Pointing dataset records
>> Start

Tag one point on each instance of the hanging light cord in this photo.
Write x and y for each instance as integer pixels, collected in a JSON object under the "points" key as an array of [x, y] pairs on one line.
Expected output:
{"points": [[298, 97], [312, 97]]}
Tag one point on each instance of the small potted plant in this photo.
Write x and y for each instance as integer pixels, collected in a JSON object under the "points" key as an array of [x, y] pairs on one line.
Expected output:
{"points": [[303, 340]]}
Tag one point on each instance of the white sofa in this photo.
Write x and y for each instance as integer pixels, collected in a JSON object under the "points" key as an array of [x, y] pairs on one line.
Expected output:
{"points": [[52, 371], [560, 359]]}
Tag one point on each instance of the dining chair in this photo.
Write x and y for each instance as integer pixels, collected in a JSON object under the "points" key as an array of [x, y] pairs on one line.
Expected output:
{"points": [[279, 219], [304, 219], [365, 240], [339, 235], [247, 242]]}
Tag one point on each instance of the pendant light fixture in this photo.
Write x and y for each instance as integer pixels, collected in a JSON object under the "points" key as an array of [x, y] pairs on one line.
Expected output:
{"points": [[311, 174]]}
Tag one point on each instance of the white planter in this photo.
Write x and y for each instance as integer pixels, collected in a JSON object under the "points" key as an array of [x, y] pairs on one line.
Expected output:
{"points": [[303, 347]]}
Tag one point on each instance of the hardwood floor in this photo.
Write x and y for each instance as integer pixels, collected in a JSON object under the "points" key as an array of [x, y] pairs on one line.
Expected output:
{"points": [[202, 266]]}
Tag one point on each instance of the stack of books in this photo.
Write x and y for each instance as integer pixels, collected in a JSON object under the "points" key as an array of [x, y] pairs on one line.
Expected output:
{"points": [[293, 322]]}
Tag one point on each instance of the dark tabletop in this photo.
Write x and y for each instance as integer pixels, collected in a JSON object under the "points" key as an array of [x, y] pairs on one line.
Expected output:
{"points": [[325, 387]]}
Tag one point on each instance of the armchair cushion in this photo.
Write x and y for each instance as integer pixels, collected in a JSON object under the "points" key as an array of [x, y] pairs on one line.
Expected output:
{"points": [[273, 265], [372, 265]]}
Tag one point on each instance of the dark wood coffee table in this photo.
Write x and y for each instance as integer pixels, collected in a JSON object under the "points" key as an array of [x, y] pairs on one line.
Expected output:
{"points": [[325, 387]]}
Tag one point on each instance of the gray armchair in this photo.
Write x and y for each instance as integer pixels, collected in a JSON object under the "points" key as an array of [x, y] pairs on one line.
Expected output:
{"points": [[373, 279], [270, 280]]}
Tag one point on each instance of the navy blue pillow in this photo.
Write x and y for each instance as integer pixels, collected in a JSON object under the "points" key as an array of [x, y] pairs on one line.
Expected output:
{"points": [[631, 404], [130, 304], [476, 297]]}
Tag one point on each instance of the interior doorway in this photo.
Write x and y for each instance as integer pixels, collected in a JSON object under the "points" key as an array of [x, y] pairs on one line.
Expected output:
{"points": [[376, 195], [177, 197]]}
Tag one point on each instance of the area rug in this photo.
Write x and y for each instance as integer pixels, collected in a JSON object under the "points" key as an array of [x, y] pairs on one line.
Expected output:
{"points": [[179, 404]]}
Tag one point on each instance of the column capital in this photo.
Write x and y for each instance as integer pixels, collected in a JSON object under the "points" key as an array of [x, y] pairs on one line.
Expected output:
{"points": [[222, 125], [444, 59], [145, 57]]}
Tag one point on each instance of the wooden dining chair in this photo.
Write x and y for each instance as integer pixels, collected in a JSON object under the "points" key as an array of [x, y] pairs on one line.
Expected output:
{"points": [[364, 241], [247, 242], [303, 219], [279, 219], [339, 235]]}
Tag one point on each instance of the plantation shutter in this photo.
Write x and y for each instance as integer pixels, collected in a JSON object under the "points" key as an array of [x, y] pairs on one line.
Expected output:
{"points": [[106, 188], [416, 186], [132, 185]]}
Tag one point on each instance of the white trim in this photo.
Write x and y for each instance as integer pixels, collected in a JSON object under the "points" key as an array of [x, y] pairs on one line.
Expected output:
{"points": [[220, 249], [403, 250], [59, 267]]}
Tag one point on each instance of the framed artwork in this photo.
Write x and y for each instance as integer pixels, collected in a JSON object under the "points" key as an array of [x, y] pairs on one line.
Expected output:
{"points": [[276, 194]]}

>> End

## JOB
Find "Tag one point on each instance of the navy" in the data above, then repeat that line and all lines after it exactly, ending with the final line.

## EXERCISE ANSWER
Tag one point on each instance of the navy blue pillow in this photo.
Write x and y for each instance as integer pixels, collected in a JSON object under the "points" key as an array of [x, y] pairs on one line.
Expected output:
{"points": [[631, 404], [130, 304], [476, 297]]}
Tag one point on each instance of the interior doorway in this photo.
Write x and y for each instance as integer pixels, collected in a JSON object under the "points" key as an array of [x, y] pairs on one line.
Expected output:
{"points": [[376, 195], [177, 197]]}
Tag one point on each instance of the area rug in this photo.
Write x and y for each instance as integer pixels, collected in a JSON object under the "points" key as an array of [x, y] pairs on one line.
Expected output:
{"points": [[179, 404]]}
Tag one point on each instance of the column capital in this photo.
Write x and y for each instance as integer pixels, collected in a JSON object under the "points" key as an array of [x, y] pairs on one line.
Expected output:
{"points": [[222, 125], [444, 59], [145, 57]]}
Tag one point on each instance of the wooden dining chair in this photo.
Write x and y for each instance as integer pixels, collected in a JSON object under the "points" key as an array of [x, y] pairs on one line.
Expected output:
{"points": [[364, 241], [247, 242], [303, 219], [279, 219], [339, 235]]}
Tag one point on each instance of the plantation shutter in this photo.
Write x and y for each instance as integer pixels, collected in a JSON object under the "points" key as an array of [x, y] pairs on one line.
Expected output:
{"points": [[106, 188], [416, 186], [132, 185]]}
Tag one point on each instance of the white trim in this photo.
Write x and y for each instance as integer pixels, collected in a JSON object under the "points" key as an array of [x, y] pairs on one line.
Expected output:
{"points": [[220, 249], [403, 250], [59, 267]]}
Tag one point on each instance of the framed artwork in this photo.
Write x and y for each instance as integer pixels, collected in a JSON object under the "points" key as an array of [x, y] pairs on one line.
Expected output:
{"points": [[276, 194]]}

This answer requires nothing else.